### SUPPLIED PASSAGE
^^^^
Anthropic closed a $65 billion Series H round on 28 May 2026 at a $965 billion post-money valuation, the company confirmed in its own announcement, vaulting past OpenAI to become the most valuable private AI company in the world and bringing it within striking distance of a $1 trillion private mark. The round was led by Altimeter Capital, Dragoneer, Greenoaks, and Sequoia Capital, and is widely expected to be Anthropic’s last fundraising before an IPO. What follows is less a recap of the figures than a reading of the cap table, which looks closer to an industrial policy document than a conventional venture deal.

The cap table reads like an industrial policy document
Beyond the lead investors, the round was co-led by a roster of crossover and sovereign-adjacent institutions, including Capital Group, Coatue, D1 Capital Partners, GIC, ICONIQ, and XN, with participation from the likes of Blackstone, Brookfield, Fidelity, and Temasek. More telling is the strategic layer. Micron, Samsung, and SK hynix — the three companies that together supply essentially all of the high-bandwidth memory used in AI accelerators — joined as strategic infrastructure partners rather than confining themselves to the usual commercial supply agreements.
^^^^
### EXTRACTED DATA
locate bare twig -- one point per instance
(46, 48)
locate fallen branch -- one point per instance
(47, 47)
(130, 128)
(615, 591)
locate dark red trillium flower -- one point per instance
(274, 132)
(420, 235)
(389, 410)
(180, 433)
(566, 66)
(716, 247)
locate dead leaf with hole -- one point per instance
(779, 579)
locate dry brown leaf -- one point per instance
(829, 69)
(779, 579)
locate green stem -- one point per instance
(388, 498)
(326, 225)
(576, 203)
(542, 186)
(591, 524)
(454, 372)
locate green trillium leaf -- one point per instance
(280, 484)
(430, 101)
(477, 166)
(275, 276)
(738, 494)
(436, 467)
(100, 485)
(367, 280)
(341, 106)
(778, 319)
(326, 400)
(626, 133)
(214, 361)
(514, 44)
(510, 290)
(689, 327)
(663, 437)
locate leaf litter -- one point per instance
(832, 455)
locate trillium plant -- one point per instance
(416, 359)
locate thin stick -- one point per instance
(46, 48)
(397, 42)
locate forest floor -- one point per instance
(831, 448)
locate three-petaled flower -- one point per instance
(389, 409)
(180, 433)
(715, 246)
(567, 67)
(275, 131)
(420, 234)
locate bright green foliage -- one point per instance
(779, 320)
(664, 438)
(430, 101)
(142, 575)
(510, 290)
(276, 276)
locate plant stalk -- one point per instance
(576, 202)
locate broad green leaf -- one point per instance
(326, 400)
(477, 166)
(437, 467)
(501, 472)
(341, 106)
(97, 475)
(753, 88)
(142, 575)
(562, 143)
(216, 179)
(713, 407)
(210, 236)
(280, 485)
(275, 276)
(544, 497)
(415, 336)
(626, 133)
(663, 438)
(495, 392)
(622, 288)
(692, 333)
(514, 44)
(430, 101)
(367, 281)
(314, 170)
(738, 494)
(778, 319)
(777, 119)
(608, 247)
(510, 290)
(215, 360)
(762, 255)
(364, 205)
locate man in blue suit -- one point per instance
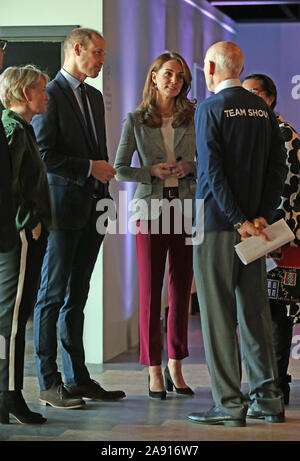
(72, 141)
(241, 173)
^^^^
### REQUIRED ACTION 1
Please translate this sentence from the passage on Anthropic's Series H round into Spanish: "The round was led by Altimeter Capital, Dragoneer, Greenoaks, and Sequoia Capital, and is widely expected to be Anthropic’s last fundraising before an IPO."
### REQUIRED ACTION 2
Write the next part of the passage on Anthropic's Series H round, starting after its final sentence.

### EXPECTED ANSWER 1
La ronda fue liderada por Altimeter Capital, Dragoneer, Greenoaks y Sequoia Capital, y se espera ampliamente que sea la última recaudación de fondos de Anthropic antes de una salida a bolsa.

### EXPECTED ANSWER 2
What distinguishes this from a typical strategic investment is the alignment of equity with physical supply. In a conventional strategic round, a chip supplier might take a small minority stake to signal partnership while negotiating supply contracts separately. Here, the memory manufacturers, hyperscale cloud providers, and the model developer are bound into the same financing at the same moment that allocations for HBM3E and HBM4 are being contested across the industry. The structure resembles a vertically integrated supply agreement priced as equity: capital flows in, memory and compute allocation flow out, and the upside is shared rather than renegotiated annually.
Anthropic framed the memory makers’ role in supply terms, noting that the relationships will help it scale compute reliably as demand for Claude grows. The precise investment amounts, any board observer rights, and the multi-year supply commitments attached to their participation were not disclosed. But even at the level of disclosure available, the configuration is unusual: it is rare for all three dominant high-bandwidth memory suppliers to sit on the same private company’s register simultaneously.
The numbers behind the valuation
Anthropic’s enterprise adoption of Claude has accelerated sharply. The company said its run-rate revenue crossed $47 billion earlier in May, up from a reported annual run rate of roughly $1 billion at the start of 2025, driven largely by API usage from coding tools and enterprise deployments. It framed the raise not as cash for a speculative bet but as fuel for a business already expanding fast, with capital earmarked for safety and interpretability research, compute expansion, and product scaling. The round closed shortly after Anthropic released Claude Opus 4.8, which the company says improves performance on agentic tasks, advanced coding, and consistency on long-running work.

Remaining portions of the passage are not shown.